Reproduce without change the lines in the material below that run from the one with "rough mask: <svg" to the end, and nothing more.
*** Dataset entries Section Begins ***
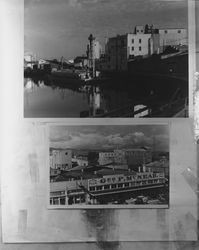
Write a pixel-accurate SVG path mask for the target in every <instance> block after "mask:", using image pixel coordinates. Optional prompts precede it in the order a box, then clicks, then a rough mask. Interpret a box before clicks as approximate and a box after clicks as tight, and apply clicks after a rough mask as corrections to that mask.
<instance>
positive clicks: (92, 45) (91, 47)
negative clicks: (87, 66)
mask: <svg viewBox="0 0 199 250" xmlns="http://www.w3.org/2000/svg"><path fill="white" fill-rule="evenodd" d="M88 40H89V66H90V68H91V69H92V77H95V54H94V41H95V37H94V36H93V35H92V34H90V36H89V37H88Z"/></svg>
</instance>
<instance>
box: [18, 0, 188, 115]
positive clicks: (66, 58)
mask: <svg viewBox="0 0 199 250" xmlns="http://www.w3.org/2000/svg"><path fill="white" fill-rule="evenodd" d="M188 28H189V25H188V1H162V0H157V1H149V0H141V1H140V0H132V1H129V0H58V1H53V0H42V1H40V0H26V1H24V102H23V105H24V117H25V118H73V117H136V118H138V117H188V115H189V114H188V108H189V98H188V96H189V93H188V92H189V91H188V86H189V84H188V75H189V70H188V58H189V52H188V51H189V49H188V48H189V42H188Z"/></svg>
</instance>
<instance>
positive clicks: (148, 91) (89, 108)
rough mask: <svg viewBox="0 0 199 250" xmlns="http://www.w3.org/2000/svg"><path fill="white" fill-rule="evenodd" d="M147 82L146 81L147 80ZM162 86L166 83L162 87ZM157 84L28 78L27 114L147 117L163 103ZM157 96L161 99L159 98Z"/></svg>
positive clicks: (25, 84) (162, 96)
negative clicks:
*** Dataset entries Section Ends ***
▶ [Exercise result]:
rough mask: <svg viewBox="0 0 199 250" xmlns="http://www.w3.org/2000/svg"><path fill="white" fill-rule="evenodd" d="M147 82L146 81L147 80ZM162 86L166 83L162 87ZM157 84L28 78L27 114L147 117L163 103ZM157 96L161 99L159 98Z"/></svg>
positive clicks: (25, 84) (162, 96)
negative clicks:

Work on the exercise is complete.